#### Task details
Your copy should repeat the data that follows exactly and contain no image.

#### Data items
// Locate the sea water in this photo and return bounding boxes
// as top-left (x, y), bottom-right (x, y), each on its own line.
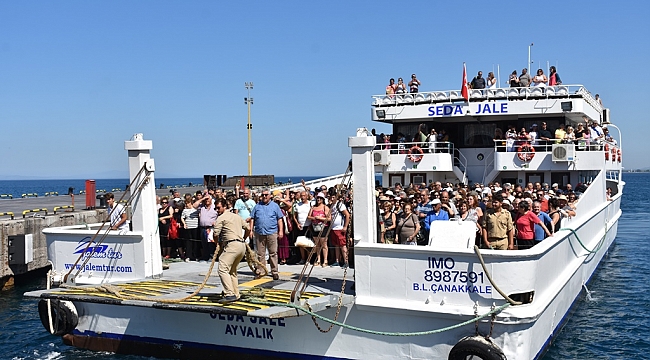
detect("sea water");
top-left (1, 174), bottom-right (648, 359)
top-left (0, 177), bottom-right (318, 199)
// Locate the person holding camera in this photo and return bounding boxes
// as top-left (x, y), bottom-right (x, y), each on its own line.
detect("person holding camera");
top-left (193, 192), bottom-right (218, 262)
top-left (234, 186), bottom-right (256, 249)
top-left (409, 74), bottom-right (421, 93)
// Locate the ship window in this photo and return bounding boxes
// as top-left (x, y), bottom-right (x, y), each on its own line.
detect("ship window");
top-left (463, 123), bottom-right (496, 147)
top-left (394, 124), bottom-right (419, 142)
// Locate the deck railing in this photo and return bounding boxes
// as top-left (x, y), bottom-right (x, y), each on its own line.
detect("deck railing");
top-left (494, 139), bottom-right (612, 153)
top-left (372, 84), bottom-right (602, 110)
top-left (376, 141), bottom-right (467, 179)
top-left (377, 141), bottom-right (453, 155)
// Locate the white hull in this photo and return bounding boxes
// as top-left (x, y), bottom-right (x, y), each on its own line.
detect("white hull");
top-left (26, 125), bottom-right (624, 359)
top-left (56, 193), bottom-right (620, 359)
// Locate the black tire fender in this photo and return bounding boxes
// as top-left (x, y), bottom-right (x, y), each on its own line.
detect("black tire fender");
top-left (38, 299), bottom-right (79, 336)
top-left (448, 335), bottom-right (507, 360)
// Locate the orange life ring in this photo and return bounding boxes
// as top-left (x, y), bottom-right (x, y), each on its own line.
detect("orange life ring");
top-left (604, 143), bottom-right (609, 160)
top-left (611, 146), bottom-right (616, 161)
top-left (517, 143), bottom-right (535, 162)
top-left (618, 149), bottom-right (622, 163)
top-left (408, 146), bottom-right (424, 162)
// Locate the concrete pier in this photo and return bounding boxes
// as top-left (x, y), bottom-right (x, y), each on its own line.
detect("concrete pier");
top-left (0, 187), bottom-right (204, 290)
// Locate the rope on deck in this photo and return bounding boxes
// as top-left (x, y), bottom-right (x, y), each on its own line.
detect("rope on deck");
top-left (61, 242), bottom-right (267, 304)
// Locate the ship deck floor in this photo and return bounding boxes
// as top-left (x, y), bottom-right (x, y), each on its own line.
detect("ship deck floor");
top-left (25, 260), bottom-right (356, 318)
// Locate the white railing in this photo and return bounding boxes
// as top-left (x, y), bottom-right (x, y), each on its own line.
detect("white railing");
top-left (493, 139), bottom-right (613, 153)
top-left (454, 149), bottom-right (468, 179)
top-left (377, 141), bottom-right (453, 155)
top-left (270, 173), bottom-right (349, 192)
top-left (372, 84), bottom-right (602, 110)
top-left (377, 141), bottom-right (467, 179)
top-left (482, 151), bottom-right (495, 184)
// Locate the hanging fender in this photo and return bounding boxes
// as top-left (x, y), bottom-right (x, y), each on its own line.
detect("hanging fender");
top-left (448, 335), bottom-right (507, 360)
top-left (38, 299), bottom-right (78, 336)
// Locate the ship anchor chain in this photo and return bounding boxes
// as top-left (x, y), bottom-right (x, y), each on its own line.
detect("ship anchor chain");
top-left (306, 252), bottom-right (349, 333)
top-left (474, 302), bottom-right (497, 339)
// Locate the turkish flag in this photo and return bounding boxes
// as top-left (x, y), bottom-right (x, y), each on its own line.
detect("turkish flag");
top-left (461, 63), bottom-right (469, 101)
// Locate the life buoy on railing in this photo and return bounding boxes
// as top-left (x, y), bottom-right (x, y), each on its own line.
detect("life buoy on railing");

#### Output of the exercise
// Locate the sea water in this photo and return bounding boxes
// as top-left (x, y), bottom-right (x, y), each on its own line.
detect("sea water");
top-left (1, 174), bottom-right (648, 359)
top-left (0, 177), bottom-right (318, 199)
// Locate the person holding camera in this photo and return bounding boxes
// as top-left (x, y), bottom-right (x, y), each on its own line.
detect("person holding camera");
top-left (193, 192), bottom-right (218, 262)
top-left (234, 186), bottom-right (256, 249)
top-left (409, 74), bottom-right (421, 93)
// Locate the ship window in this photo and return bounding boxes
// as top-left (x, y), bottom-right (x, y), each on its own line.
detect("ship window");
top-left (463, 123), bottom-right (496, 147)
top-left (394, 124), bottom-right (419, 142)
// Locate the deck railing in this photo and return bounding boxes
// as top-left (x, y), bottom-right (x, y), each on its own line.
detect("deck railing");
top-left (494, 139), bottom-right (612, 153)
top-left (372, 84), bottom-right (602, 110)
top-left (376, 141), bottom-right (467, 179)
top-left (377, 141), bottom-right (453, 155)
// Locate the white hull in this photo and return bounding boxes
// as top-left (x, y), bottom-right (x, y), each on its own line.
detect("white hull");
top-left (26, 125), bottom-right (624, 359)
top-left (56, 193), bottom-right (620, 359)
// Locate the black tire fender in this photo and return bounding boxes
// as top-left (x, y), bottom-right (x, y), each on its own line.
detect("black tire fender");
top-left (38, 299), bottom-right (79, 336)
top-left (448, 335), bottom-right (507, 360)
// Locate the orange life ring in this photo and return bounding boxes
// as top-left (x, y), bottom-right (x, y), each on its own line.
detect("orange life ring");
top-left (604, 143), bottom-right (609, 160)
top-left (611, 146), bottom-right (616, 161)
top-left (517, 143), bottom-right (535, 162)
top-left (618, 149), bottom-right (622, 163)
top-left (408, 146), bottom-right (424, 162)
// Locate the concrete pier in this photo and return bounding boxes
// as top-left (x, y), bottom-right (x, y), each on its own line.
detect("concrete pier");
top-left (0, 187), bottom-right (204, 290)
// Locate the rope on deck in this photo and return bounding boxes
// as top-left (x, y), bottom-right (x, y), each on its own line.
detect("rope on deck");
top-left (61, 242), bottom-right (267, 304)
// Locate the ship deck floor in this photo and return bounding boxes
// as top-left (x, y), bottom-right (x, y), each on its own line.
detect("ship deck floor");
top-left (25, 260), bottom-right (356, 318)
// Locate the white railing in this photo and return bounding boxes
// as top-left (x, y), bottom-right (x, y), each on its own line.
detect("white railing");
top-left (493, 139), bottom-right (613, 153)
top-left (454, 149), bottom-right (468, 179)
top-left (377, 141), bottom-right (453, 155)
top-left (270, 173), bottom-right (349, 192)
top-left (372, 84), bottom-right (602, 110)
top-left (377, 141), bottom-right (467, 179)
top-left (482, 151), bottom-right (495, 184)
// Locate the hanging fender in this photo and return bounding boxes
// as top-left (x, y), bottom-right (x, y), each on its own line.
detect("hanging fender");
top-left (448, 335), bottom-right (507, 360)
top-left (38, 299), bottom-right (78, 336)
// Locate the ship anchor chain in this photo and return bounding boxes
// as top-left (x, y), bottom-right (x, y), each on its own line.
detect("ship anchor chain");
top-left (306, 252), bottom-right (349, 333)
top-left (474, 302), bottom-right (497, 339)
// Locate the turkish flag in this photo and return bounding boxes
// as top-left (x, y), bottom-right (x, y), each on its own line.
detect("turkish flag");
top-left (461, 63), bottom-right (469, 101)
// Locate the life buoy on railing in this photo and return bounding boxes
// as top-left (x, y), bottom-right (x, y), each on its own line.
detect("life buoy on railing");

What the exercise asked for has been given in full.